## GIVEN TASK
Pick out and copy every row that contains the word "leaf".

## SOURCE DATA
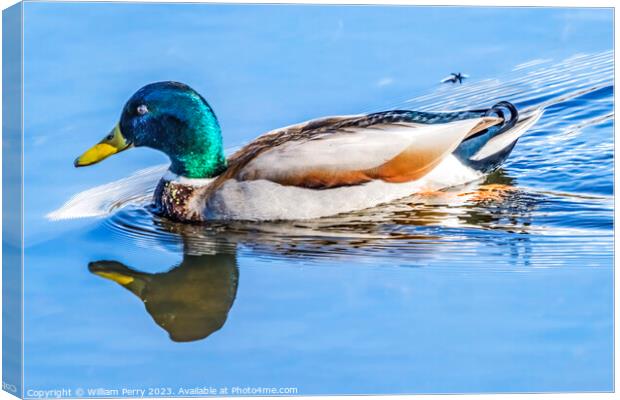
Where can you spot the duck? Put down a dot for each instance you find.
(313, 169)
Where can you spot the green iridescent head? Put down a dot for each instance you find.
(170, 117)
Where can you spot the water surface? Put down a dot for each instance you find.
(505, 284)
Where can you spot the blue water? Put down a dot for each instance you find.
(503, 285)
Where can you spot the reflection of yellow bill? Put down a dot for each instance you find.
(114, 143)
(116, 277)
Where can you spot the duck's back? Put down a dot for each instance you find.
(339, 164)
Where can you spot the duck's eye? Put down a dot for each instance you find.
(142, 109)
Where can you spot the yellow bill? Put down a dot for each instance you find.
(114, 143)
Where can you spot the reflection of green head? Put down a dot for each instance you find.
(190, 301)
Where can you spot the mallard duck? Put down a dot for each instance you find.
(309, 170)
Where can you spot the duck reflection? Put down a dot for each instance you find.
(190, 301)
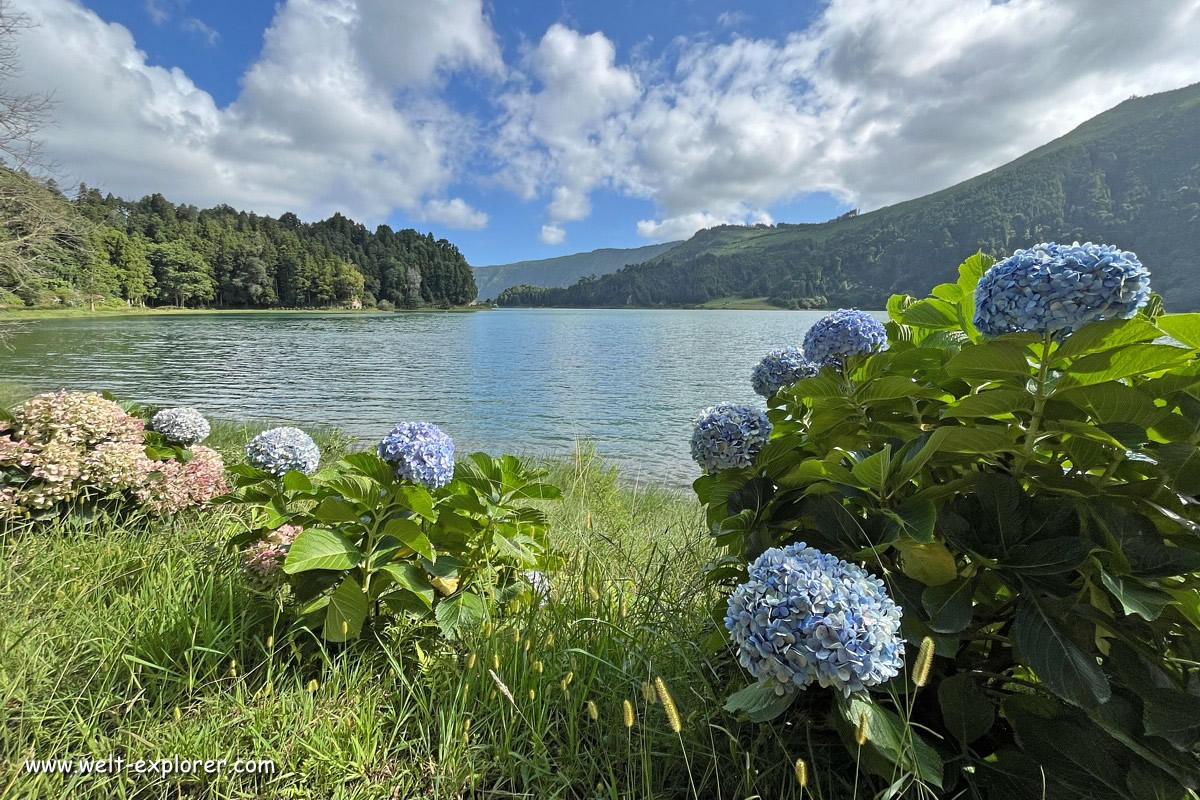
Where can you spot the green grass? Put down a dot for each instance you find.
(137, 637)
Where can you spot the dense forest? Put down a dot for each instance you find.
(1129, 176)
(563, 270)
(107, 251)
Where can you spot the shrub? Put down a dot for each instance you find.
(1030, 500)
(361, 540)
(73, 450)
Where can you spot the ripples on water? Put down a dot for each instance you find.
(513, 380)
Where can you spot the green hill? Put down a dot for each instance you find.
(562, 271)
(1128, 176)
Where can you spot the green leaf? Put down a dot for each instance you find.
(759, 702)
(995, 403)
(930, 563)
(371, 465)
(297, 481)
(1097, 337)
(1135, 599)
(1183, 328)
(873, 471)
(1063, 667)
(316, 548)
(511, 549)
(895, 740)
(417, 499)
(1122, 362)
(1050, 555)
(949, 606)
(966, 709)
(1181, 462)
(989, 361)
(346, 612)
(930, 313)
(413, 579)
(408, 531)
(335, 510)
(457, 612)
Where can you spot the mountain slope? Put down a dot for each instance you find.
(564, 270)
(1128, 176)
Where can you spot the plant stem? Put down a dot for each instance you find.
(1039, 402)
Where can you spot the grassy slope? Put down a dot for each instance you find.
(139, 638)
(564, 270)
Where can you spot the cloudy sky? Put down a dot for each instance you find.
(529, 128)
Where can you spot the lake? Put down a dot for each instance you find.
(527, 382)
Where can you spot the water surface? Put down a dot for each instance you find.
(504, 380)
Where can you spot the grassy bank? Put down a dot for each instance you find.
(22, 314)
(138, 638)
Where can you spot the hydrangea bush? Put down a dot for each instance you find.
(67, 450)
(283, 450)
(420, 452)
(1025, 491)
(844, 334)
(399, 531)
(804, 615)
(780, 368)
(181, 426)
(729, 437)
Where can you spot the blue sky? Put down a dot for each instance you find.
(533, 128)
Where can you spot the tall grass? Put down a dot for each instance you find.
(138, 638)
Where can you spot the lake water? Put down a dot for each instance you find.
(505, 380)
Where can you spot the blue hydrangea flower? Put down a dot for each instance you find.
(281, 450)
(729, 437)
(420, 452)
(843, 334)
(181, 426)
(1056, 288)
(807, 617)
(780, 368)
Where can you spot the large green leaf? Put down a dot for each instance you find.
(317, 548)
(413, 579)
(1122, 362)
(949, 606)
(1097, 337)
(989, 361)
(459, 612)
(1185, 328)
(1063, 666)
(346, 612)
(408, 531)
(760, 703)
(966, 709)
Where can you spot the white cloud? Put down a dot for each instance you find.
(552, 234)
(313, 131)
(875, 102)
(455, 214)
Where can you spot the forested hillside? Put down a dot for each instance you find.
(564, 270)
(1129, 176)
(106, 250)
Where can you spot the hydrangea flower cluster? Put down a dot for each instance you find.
(1055, 288)
(263, 560)
(72, 446)
(729, 437)
(181, 426)
(807, 617)
(781, 368)
(281, 450)
(843, 334)
(420, 452)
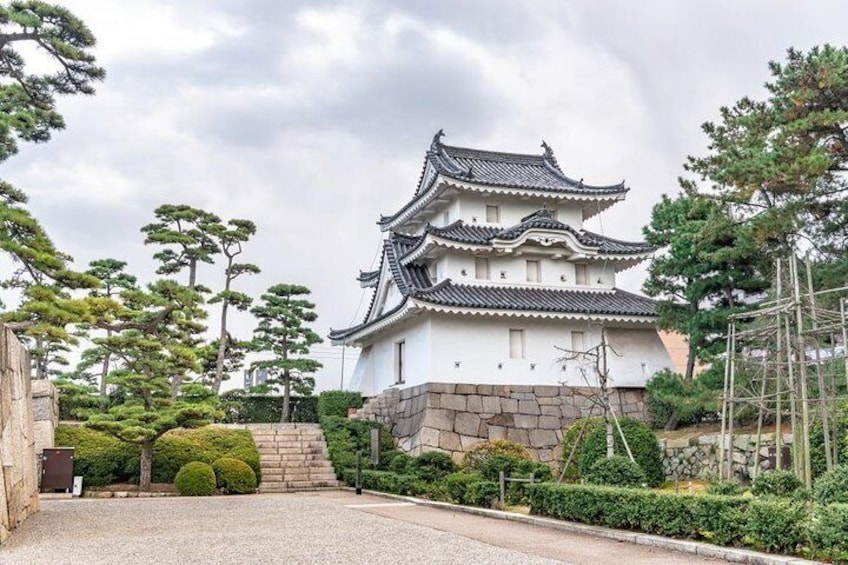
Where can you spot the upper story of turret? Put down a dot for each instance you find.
(496, 190)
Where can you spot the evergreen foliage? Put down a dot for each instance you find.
(615, 471)
(283, 333)
(195, 479)
(234, 476)
(480, 453)
(643, 444)
(337, 402)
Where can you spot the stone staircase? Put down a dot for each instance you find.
(293, 457)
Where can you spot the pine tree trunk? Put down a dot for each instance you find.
(690, 363)
(103, 373)
(284, 417)
(222, 338)
(146, 468)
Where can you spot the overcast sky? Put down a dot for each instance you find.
(312, 118)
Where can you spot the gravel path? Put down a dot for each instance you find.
(252, 529)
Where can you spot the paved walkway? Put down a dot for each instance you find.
(325, 527)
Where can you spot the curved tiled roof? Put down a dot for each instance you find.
(461, 232)
(539, 173)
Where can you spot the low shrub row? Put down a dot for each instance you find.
(101, 459)
(769, 523)
(242, 408)
(347, 437)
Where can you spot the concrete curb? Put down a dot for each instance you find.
(732, 554)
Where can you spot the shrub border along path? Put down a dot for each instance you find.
(733, 554)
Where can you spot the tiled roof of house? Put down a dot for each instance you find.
(413, 281)
(538, 173)
(461, 232)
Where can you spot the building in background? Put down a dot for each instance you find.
(254, 377)
(487, 274)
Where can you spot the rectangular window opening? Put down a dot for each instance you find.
(581, 275)
(534, 271)
(400, 351)
(578, 342)
(481, 268)
(493, 214)
(516, 344)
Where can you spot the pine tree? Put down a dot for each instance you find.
(282, 332)
(148, 343)
(709, 266)
(230, 238)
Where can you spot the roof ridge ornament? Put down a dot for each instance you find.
(549, 153)
(436, 144)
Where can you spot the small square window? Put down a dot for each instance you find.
(534, 271)
(578, 341)
(516, 344)
(493, 214)
(481, 268)
(581, 275)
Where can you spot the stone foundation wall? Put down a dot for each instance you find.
(18, 478)
(453, 417)
(697, 458)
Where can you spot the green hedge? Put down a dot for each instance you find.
(99, 458)
(709, 517)
(234, 476)
(102, 459)
(195, 479)
(769, 523)
(337, 402)
(345, 437)
(241, 408)
(642, 441)
(386, 481)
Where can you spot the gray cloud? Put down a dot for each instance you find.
(312, 118)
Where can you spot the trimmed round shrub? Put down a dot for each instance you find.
(828, 531)
(195, 479)
(616, 471)
(337, 402)
(401, 464)
(475, 457)
(776, 483)
(643, 444)
(234, 476)
(432, 466)
(724, 488)
(832, 486)
(776, 524)
(456, 485)
(577, 433)
(100, 458)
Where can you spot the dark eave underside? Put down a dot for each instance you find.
(538, 173)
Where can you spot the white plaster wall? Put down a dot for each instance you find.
(453, 262)
(473, 206)
(642, 354)
(480, 344)
(375, 369)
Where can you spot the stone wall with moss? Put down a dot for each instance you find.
(698, 457)
(18, 477)
(453, 417)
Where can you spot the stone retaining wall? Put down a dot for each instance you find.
(18, 478)
(453, 417)
(697, 457)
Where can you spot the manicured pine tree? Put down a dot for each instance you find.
(282, 332)
(148, 343)
(230, 238)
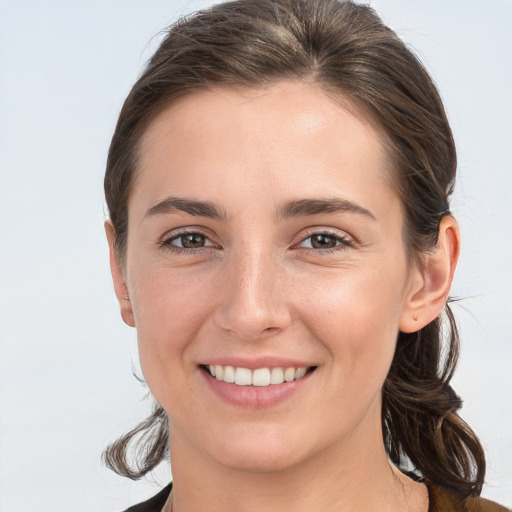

## THE COMPLETED TASK
Where can you spot the green leaf? Put down a dot for each instance you find.
Where can you spot the large green leaf? Put down a dot for each instance you find.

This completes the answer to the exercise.